### TASK BRIEF
Copy the text on HIV support in Angola from "Branca Antonia, one" to "makes it easier.", substituting "efficient" for "productive".

Start of TEXT

“You are stronger than this disease”: Sharing Hope in Angola for People Living with HIV
“You are stronger than this disease,” Ana’s sister reminds her.
Ana Paz is a 35-year-old community health worker for Mwenho, a civil society organization in Angola. She works at Centro de Salúde de Alegria, a public health facility in the capital city, Luanda. Her day is busy, providing HIV counseling and testing (HCT), basic medication, and support to people living with HIV.
The US Agency for International Development (USAID)-funded Building Local Capacity for Delivery of HIV Services in Southern Africa Project (BLC), led by Management Sciences for Health (MSH), is partnering with Mwenho to increase women’s knowledge of HIV transmission and prevention, as well as the importance of HCT and treatment. Since beginning implementation in November 2012, Mwenho has reached 8,486 people with HIV prevention messages, provided HCT to 1,766 people, and supported 443 people living with HIV at health facilities and during home visits.
One of the people Paz supports is 27-year-old Graciana*. Graciana discovered that she was living with HIV last year when she was pregnant with her third child. Her husband did not want to test for HIV or even discuss it with her. She subsequently lost the baby.
Soon Graciana’s second child, four-year-old Maria, started losing weight and coughing.
Graciana carried Maria to Centro de Salúde de Alegria; her four-year-old was too weak to walk. Maria tested positive for HIV; she will soon begin antiretroviral therapy (ART). Graciana, already on ART, likely saved her child’s life by bringing her to the health facility. Graciana says:
Ana [Paz] has supported me. … She encourages me to continue my medicine. She calls and visits me so that I don’t lose hope.
Paz also conducts HIV sensitization sessions with pregnant women who attend monthly antenatal care visits at the health facility. One woman, three months pregnant, tested for HIV on her first visit.
It is good for pregnant women to test for HIV, because then you know your status and can prevent your baby being born with HIV. I had tested years before I was pregnant, but the information I received about mother-to-child transmission reinforced the need to test again.
Branca Antonia, one of the nurses at Centro de Salúde de Alegria, lauded the partnership between the health facility and Mwenho:
It is very beneficial to have Ana providing the HIV counseling and testing. Before her help, pregnant women waited a long time to be assisted. Now, we share the work and are more productive, and that makes it easier.
Paz’ own journey has not been easy. She began dating in 1998 and became pregnant in 2001. Her daughter started becoming sick when she was one year and eight months old. At that time, health care in Angola was extremely limited and expensive. Paz took her to Namibia for treatment, and she tested positive for HIV, as did Paz. Her child died soon after testing. “I was angry and disappointed,” she says, “I confronted my boyfriend, but he denied his HIV-positive status.”

End of TEXT
Start of GIVEN ENTRIES

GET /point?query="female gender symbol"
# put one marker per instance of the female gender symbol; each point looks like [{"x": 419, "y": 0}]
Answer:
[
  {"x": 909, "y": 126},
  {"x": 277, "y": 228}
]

End of GIVEN ENTRIES

### EXPECTED ANSWER
Branca Antonia, one of the nurses at Centro de Salúde de Alegria, lauded the partnership between the health facility and Mwenho:
It is very beneficial to have Ana providing the HIV counseling and testing. Before her help, pregnant women waited a long time to be assisted. Now, we share the work and are more efficient, and that makes it easier.